● 原文:

= = = = = = =

木楽舎 20080225
フォーククルセダーズがうたった「イムジン河」の誕生秘話である。
筆者の生まれ育った京都の南は、在日朝鮮人が多く、朝鮮戦争で負傷した米兵が後送される病院もあった。当時の京都は、ニンニクはおろか納豆とも縁がなく、ニンニクのにおいがすなわち朝鮮人差別の象徴だった。そんな時代に筆者は在日の友人の家でキムチにであって面食らう。
中学生のころ、銀閣寺の近くの朝鮮学校に、サッカーの試合を申しこみにいった。そこでたまたま聴いた「イムジン河」の調べに魅せられて、在日の友人から教えてもらう。18歳のとき、大学生のバンドのフォークルに、イムジン河を歌わないかと提案した。1番しかなかったから、2番と3番は作詞した。

= = = = = = =

● データ抜粋:
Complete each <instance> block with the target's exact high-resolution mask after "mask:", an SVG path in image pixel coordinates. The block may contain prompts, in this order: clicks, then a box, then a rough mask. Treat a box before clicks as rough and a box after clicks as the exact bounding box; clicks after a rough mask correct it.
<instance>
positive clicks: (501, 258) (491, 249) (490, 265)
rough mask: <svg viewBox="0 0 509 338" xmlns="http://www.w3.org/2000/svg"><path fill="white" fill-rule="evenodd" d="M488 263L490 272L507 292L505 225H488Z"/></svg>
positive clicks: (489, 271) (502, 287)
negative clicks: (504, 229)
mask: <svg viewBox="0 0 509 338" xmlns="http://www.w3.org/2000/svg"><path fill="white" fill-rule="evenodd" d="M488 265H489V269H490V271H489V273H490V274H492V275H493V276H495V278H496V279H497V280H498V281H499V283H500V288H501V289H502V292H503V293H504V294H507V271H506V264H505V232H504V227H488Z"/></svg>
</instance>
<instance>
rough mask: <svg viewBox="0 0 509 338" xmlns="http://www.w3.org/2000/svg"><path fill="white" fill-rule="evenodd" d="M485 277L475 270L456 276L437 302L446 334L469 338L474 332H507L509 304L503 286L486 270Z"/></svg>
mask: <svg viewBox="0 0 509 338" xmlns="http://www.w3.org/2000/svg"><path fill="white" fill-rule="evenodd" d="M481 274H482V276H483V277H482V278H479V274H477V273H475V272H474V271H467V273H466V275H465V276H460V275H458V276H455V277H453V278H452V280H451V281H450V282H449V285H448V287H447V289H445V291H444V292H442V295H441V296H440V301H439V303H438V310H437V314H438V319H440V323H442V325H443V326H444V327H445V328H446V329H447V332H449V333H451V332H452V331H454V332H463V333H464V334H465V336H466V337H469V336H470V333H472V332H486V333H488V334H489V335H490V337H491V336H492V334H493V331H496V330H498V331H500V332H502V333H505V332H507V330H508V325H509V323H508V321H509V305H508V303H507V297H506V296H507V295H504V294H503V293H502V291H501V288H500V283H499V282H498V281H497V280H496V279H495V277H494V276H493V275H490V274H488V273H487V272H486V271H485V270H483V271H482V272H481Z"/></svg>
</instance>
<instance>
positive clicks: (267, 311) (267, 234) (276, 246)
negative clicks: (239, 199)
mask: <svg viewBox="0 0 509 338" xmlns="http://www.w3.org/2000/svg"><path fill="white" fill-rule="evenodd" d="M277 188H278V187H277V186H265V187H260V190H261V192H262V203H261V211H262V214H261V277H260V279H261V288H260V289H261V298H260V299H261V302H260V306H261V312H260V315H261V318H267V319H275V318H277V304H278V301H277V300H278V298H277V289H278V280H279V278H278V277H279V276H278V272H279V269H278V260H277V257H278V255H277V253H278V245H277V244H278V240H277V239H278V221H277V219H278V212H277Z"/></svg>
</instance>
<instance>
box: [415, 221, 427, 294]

= = = = = = =

● 作業指示 1:
「イムジン河」の原文のうち、「中学生のころ」で始まる段落を、主な事実を残して箇条書きに短くまとめてください。
● 作業指示 2:
「イムジン河」の原文から、「筆者の生まれ育った京都の南は」で始まり「から、2番と3番は作詞した。」に至るまでの箇所を、一字も変えずに抜き出してください。
● 作業指示 3:
「イムジン河」の原文の最後の文に続けて、その先を書いてください。
データはこの作業では使いません。

● 解答欄 1:
- 中学生のころ、銀閣寺近くの朝鮮学校へサッカーの試合を申しこみに行った。
- そこで偶然聴いた「イムジン河」に魅せられ、在日の友人に教わった。
- 18歳のとき、大学生のバンドのフォークルに、この曲を歌わないかと提案した。
- 歌詞は1番しかなかったので、2番と3番を作詞した。

● 解答欄 2:
筆者の生まれ育った京都の南は、在日朝鮮人が多く、朝鮮戦争で負傷した米兵が後送される病院もあった。当時の京都は、ニンニクはおろか納豆とも縁がなく、ニンニクのにおいがすなわち朝鮮人差別の象徴だった。そんな時代に筆者は在日の友人の家でキムチにであって面食らう。
中学生のころ、銀閣寺の近くの朝鮮学校に、サッカーの試合を申しこみにいった。そこでたまたま聴いた「イムジン河」の調べに魅せられて、在日の友人から教えてもらう。18歳のとき、大学生のバンドのフォークルに、イムジン河を歌わないかと提案した。1番しかなかったから、2番と3番は作詞した。

● 解答欄 3:
「みなさん、これからぼくたちが歌う曲に、じっくりと耳をかたむけてください。今、世界のどこかで同じ民族がふたつに分けられていること。それがぼくたちの町、京都の現実にもかかわりがあるのだと、想像して聴いてください……」
初披露のコンサートでは、語りの上手な北山修がこう語ってからうたった。今まで体験したことのない静けさにつつまれた。
そのときの光景が、いま本を読んでも実際見てきたかのように想像できる。そのくらい力のある曲なのだ。
だがその後、「イムジン河」は発禁あつかいとなる。純粋な気持ちで世に送りだしたのに「盗作曲か」などと批判される。トラウマとなった時期もあったという。
なんて若くて純粋でまっすぐなのか、と思う。
松山猛が詩をつくり、加藤和彦がメロディーをつける。加藤がメロディーを奏で、松山が詩をつける。20歳前後の二人は小さな部屋で明け方までそんなことをしてすごしていたという。私の学生時代とは20年以上時代はちがうけど、なんて懐かしくて切ない光景なのかと思う。
そして彼や加藤がなによりすごいのは、60歳近い今でも、30数年前の青臭い純情を忘れず、平和や理想を語りつづけ、「僕にはまだ情熱があり、夢がある」と言いつづけていることなのだ。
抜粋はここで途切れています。